*GOAL*: Rewrite the items from the line with "goat's hind leg." through the end of the items, changing every "marker" to "dot" and leaving everything else as it is.

*PROVIDED INFORMATION*:
○ ○ ○ ○ ○

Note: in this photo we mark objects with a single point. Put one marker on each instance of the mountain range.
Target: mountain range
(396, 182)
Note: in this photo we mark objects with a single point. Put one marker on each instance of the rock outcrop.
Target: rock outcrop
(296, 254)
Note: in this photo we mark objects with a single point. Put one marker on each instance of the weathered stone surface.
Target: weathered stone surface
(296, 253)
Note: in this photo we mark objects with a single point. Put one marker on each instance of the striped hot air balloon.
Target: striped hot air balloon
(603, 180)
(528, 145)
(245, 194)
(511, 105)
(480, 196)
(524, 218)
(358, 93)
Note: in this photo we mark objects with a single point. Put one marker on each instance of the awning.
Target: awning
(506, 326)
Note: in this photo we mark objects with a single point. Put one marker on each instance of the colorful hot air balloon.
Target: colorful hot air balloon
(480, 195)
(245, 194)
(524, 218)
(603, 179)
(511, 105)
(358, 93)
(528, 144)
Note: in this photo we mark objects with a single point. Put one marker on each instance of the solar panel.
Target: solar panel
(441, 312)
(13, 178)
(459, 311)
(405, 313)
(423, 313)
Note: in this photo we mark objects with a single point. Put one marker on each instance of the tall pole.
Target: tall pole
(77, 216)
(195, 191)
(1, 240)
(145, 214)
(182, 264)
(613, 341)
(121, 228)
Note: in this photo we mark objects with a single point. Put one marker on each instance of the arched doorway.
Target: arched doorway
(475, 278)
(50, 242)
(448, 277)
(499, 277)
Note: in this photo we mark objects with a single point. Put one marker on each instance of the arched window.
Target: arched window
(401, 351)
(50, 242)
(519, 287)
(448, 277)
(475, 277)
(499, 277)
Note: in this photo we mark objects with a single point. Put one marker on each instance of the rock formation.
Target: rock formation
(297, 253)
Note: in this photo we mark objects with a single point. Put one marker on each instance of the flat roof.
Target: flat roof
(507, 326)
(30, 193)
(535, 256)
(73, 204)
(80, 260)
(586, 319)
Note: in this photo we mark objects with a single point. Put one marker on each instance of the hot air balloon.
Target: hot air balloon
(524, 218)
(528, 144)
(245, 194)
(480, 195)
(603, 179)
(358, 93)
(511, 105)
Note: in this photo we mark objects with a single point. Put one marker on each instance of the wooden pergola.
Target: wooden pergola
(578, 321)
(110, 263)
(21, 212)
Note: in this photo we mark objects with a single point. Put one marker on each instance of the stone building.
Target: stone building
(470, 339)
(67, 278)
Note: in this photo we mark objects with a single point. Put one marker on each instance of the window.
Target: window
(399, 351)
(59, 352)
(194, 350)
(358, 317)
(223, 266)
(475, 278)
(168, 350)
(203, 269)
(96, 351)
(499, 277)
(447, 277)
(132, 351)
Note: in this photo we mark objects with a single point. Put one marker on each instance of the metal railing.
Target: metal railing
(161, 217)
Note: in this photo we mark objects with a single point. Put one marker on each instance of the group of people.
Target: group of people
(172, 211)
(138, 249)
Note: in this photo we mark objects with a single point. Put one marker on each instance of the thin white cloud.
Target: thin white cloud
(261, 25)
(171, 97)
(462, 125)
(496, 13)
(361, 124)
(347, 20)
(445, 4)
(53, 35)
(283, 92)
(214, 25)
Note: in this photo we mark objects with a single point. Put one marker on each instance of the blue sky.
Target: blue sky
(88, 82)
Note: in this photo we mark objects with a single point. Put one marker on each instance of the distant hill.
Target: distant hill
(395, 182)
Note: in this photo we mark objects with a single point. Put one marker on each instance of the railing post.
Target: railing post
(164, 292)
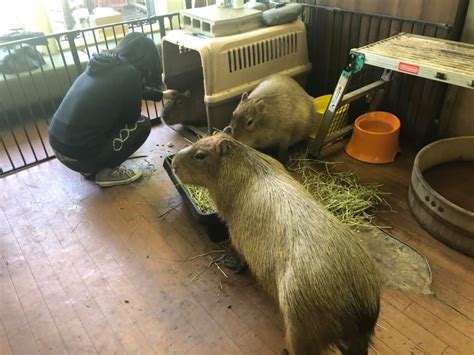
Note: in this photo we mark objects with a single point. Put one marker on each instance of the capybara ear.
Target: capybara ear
(225, 145)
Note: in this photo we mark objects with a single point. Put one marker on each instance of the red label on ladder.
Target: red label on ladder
(408, 68)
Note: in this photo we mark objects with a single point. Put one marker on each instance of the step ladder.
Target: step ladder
(430, 58)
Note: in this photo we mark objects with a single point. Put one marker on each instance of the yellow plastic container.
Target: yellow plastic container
(340, 119)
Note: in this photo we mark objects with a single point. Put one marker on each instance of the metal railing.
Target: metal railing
(29, 97)
(333, 32)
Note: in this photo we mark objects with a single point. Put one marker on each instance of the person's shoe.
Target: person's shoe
(117, 176)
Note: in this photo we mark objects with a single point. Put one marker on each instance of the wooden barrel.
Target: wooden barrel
(441, 217)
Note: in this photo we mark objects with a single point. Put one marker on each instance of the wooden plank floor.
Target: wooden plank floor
(91, 270)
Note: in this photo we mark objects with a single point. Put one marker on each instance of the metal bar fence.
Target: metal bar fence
(29, 97)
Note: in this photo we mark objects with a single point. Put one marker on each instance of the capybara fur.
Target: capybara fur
(277, 113)
(324, 282)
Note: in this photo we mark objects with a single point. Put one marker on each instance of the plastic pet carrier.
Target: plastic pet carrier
(222, 68)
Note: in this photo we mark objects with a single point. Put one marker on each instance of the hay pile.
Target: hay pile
(201, 198)
(339, 192)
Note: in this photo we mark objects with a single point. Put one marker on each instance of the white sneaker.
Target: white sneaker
(117, 176)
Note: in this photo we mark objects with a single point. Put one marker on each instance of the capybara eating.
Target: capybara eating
(277, 113)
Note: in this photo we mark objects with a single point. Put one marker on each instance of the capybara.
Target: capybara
(185, 108)
(324, 282)
(277, 113)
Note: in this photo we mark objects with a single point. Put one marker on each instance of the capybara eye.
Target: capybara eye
(200, 155)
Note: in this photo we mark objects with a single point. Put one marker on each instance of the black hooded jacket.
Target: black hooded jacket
(105, 97)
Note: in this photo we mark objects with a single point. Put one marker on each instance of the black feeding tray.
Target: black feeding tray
(216, 228)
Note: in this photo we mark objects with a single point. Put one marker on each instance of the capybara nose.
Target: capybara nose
(228, 130)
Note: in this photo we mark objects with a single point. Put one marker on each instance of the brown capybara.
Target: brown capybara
(324, 282)
(277, 113)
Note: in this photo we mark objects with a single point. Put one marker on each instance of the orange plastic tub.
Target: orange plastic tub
(375, 138)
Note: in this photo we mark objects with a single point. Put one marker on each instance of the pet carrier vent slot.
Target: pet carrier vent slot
(261, 52)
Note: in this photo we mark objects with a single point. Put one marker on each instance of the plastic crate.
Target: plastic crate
(213, 21)
(216, 229)
(221, 69)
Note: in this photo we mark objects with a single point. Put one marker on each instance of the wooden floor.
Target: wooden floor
(91, 270)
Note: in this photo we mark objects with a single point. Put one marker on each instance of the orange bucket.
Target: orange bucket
(375, 138)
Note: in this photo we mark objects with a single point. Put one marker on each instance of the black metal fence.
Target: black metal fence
(36, 74)
(28, 99)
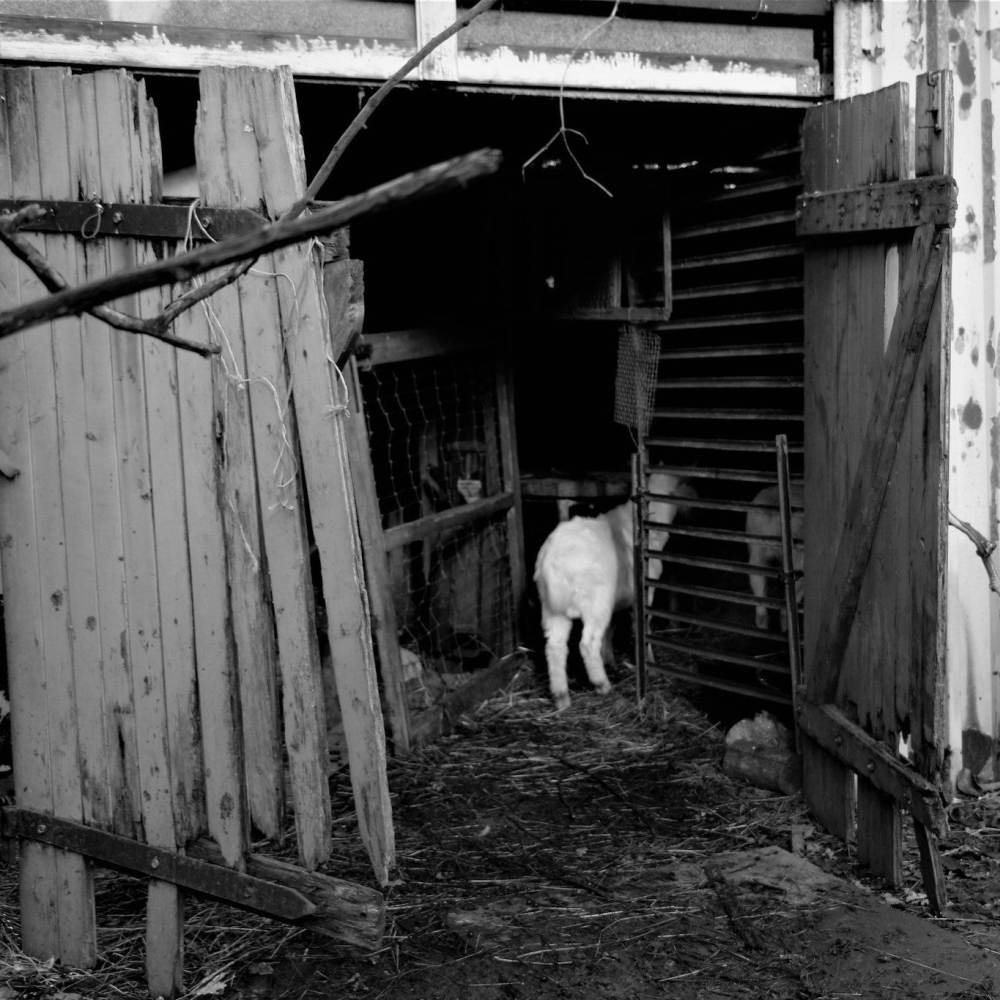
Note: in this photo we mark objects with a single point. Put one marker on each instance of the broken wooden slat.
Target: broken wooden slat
(56, 889)
(242, 138)
(384, 623)
(878, 208)
(214, 650)
(343, 911)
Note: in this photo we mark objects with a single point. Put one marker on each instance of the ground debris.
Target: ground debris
(599, 852)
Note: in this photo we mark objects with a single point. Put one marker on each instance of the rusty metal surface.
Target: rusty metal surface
(172, 222)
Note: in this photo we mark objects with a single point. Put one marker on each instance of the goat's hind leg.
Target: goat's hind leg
(592, 650)
(557, 629)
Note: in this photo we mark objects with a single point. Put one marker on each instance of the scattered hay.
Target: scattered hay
(540, 854)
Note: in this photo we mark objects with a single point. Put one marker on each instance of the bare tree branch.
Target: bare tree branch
(361, 118)
(984, 548)
(26, 252)
(246, 249)
(437, 179)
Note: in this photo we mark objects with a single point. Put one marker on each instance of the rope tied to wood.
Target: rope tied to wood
(88, 231)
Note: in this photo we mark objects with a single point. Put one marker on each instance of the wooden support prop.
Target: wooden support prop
(447, 520)
(878, 208)
(851, 745)
(342, 910)
(874, 468)
(126, 854)
(442, 177)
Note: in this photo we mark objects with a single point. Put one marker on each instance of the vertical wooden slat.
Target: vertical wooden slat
(98, 431)
(384, 624)
(155, 700)
(320, 403)
(56, 895)
(511, 475)
(321, 410)
(827, 785)
(215, 652)
(271, 171)
(252, 621)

○ ○ ○ ○ ○

*RESPONSE TO THIS EXERCISE*:
Note: in this photo we mark objects with a single point. Put one dot on each instance of the goat's hind leg.
Target: goat's hind leg
(592, 650)
(557, 629)
Note: in this photo we mark objects with a single point. Put one dot on each instance of the scattered hay.
Target: scattered hay
(540, 854)
Note: in this photo we mark objects with a single point. Put one dot on each instance of the bare tree branch.
Target: bare tree branch
(361, 118)
(984, 548)
(26, 252)
(246, 249)
(437, 179)
Note: in this photo we mark objects with a single point. Put one dot on each instance of the rope tied to wood.
Target: rope tied to wood
(88, 231)
Note: in this photo we mark objects with a single point. Put one dot on each instance of the wooden support prop.
Target: wooden support prop
(447, 520)
(878, 208)
(851, 745)
(342, 910)
(874, 468)
(126, 854)
(442, 177)
Note: in this photo we mark objects with a single point. Put one dot on each instance of the vertical wooden slat.
Target: vertical wooden slat
(98, 431)
(384, 624)
(155, 700)
(320, 403)
(56, 895)
(511, 475)
(321, 410)
(827, 785)
(215, 652)
(271, 171)
(252, 621)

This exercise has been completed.